__Your instructions__.
Every record, down to the last line, must be given again exactly.

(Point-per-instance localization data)
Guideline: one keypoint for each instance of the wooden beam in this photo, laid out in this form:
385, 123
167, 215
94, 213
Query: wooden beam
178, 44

__Task answer__.
Guideline: one keypoint for each instance of the wooden beam in this photo, laid out in this form:
385, 123
167, 215
94, 213
Query: wooden beam
178, 44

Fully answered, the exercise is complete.